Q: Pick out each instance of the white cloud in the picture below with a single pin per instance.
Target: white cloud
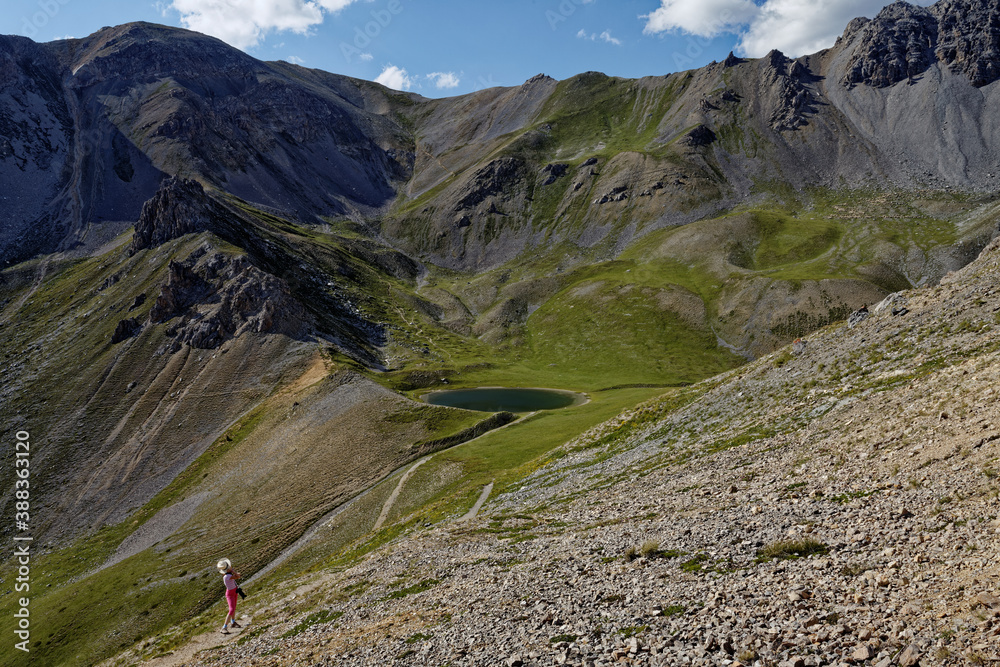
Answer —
(605, 36)
(395, 78)
(706, 18)
(243, 23)
(795, 27)
(444, 80)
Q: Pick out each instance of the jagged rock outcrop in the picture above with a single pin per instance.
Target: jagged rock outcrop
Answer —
(904, 40)
(896, 46)
(493, 179)
(179, 207)
(699, 136)
(222, 298)
(555, 172)
(784, 82)
(969, 38)
(126, 329)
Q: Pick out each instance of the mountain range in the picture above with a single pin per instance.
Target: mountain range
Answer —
(226, 283)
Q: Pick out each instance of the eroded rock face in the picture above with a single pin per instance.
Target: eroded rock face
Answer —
(896, 46)
(969, 38)
(904, 40)
(493, 179)
(223, 297)
(786, 80)
(126, 329)
(179, 207)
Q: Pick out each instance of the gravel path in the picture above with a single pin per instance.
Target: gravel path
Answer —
(471, 514)
(395, 492)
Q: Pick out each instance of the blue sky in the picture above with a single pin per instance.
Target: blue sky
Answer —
(450, 47)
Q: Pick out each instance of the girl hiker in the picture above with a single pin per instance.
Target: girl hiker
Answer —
(229, 577)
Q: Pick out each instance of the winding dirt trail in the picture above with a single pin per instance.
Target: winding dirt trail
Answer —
(395, 492)
(471, 514)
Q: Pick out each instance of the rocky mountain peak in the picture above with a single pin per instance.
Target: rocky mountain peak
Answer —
(179, 207)
(896, 46)
(969, 38)
(904, 40)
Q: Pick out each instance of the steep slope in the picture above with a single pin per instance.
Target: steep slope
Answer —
(832, 505)
(311, 252)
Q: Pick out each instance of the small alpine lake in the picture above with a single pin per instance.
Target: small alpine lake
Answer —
(509, 399)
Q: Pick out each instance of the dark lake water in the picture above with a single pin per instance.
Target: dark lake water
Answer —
(497, 399)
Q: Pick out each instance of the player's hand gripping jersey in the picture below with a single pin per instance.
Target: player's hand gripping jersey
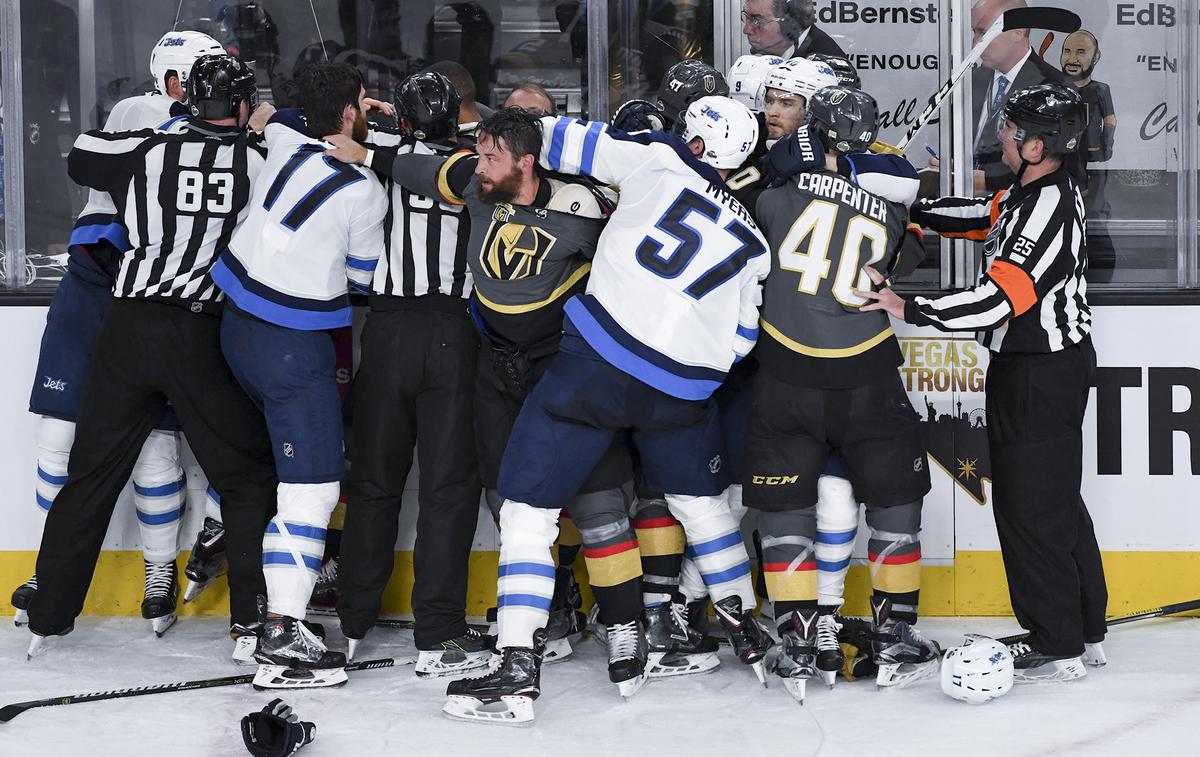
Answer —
(823, 229)
(675, 288)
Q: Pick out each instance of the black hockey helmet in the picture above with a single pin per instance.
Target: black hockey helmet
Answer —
(683, 84)
(849, 118)
(1054, 112)
(637, 115)
(217, 85)
(427, 107)
(797, 16)
(841, 67)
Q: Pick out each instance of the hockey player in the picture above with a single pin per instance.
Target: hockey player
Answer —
(532, 239)
(413, 388)
(72, 324)
(159, 341)
(671, 304)
(786, 91)
(1030, 310)
(827, 382)
(315, 228)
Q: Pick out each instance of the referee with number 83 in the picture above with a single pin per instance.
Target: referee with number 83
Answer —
(1030, 310)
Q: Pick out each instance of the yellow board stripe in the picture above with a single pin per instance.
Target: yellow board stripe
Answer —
(580, 272)
(443, 185)
(821, 352)
(660, 541)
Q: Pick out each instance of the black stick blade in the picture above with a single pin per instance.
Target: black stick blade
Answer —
(1055, 19)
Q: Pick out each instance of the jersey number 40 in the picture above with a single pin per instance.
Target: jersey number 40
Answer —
(805, 250)
(673, 223)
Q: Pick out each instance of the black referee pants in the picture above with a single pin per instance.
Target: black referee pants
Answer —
(147, 354)
(414, 385)
(1035, 433)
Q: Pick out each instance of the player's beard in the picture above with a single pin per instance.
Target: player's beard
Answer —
(360, 126)
(503, 191)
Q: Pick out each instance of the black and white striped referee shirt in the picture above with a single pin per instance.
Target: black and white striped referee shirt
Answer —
(426, 239)
(180, 192)
(1032, 294)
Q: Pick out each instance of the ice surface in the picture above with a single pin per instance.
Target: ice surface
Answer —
(1146, 701)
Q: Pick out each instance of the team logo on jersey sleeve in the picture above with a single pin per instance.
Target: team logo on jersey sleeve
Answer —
(514, 251)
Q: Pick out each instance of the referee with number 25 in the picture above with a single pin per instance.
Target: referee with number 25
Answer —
(1030, 310)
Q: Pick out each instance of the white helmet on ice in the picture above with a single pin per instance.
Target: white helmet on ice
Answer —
(978, 672)
(175, 52)
(747, 76)
(729, 130)
(801, 76)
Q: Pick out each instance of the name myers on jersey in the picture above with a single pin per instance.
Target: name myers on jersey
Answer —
(732, 203)
(837, 188)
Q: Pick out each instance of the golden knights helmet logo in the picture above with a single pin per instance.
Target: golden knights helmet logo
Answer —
(513, 251)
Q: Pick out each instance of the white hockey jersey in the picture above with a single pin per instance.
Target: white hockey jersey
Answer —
(675, 288)
(313, 229)
(97, 221)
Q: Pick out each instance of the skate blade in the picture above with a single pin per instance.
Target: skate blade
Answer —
(1054, 672)
(661, 665)
(282, 677)
(433, 665)
(244, 649)
(828, 677)
(161, 625)
(513, 710)
(557, 650)
(196, 588)
(901, 674)
(796, 686)
(629, 688)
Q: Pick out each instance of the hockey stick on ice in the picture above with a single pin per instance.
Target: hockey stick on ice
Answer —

#### Exercise:
Each line in the listing above that includes "water" is to be copied.

#### Answer section:
Q: Pick out each instance of the dark lake water in the picture above with a single pin per instance.
Target: dark lake water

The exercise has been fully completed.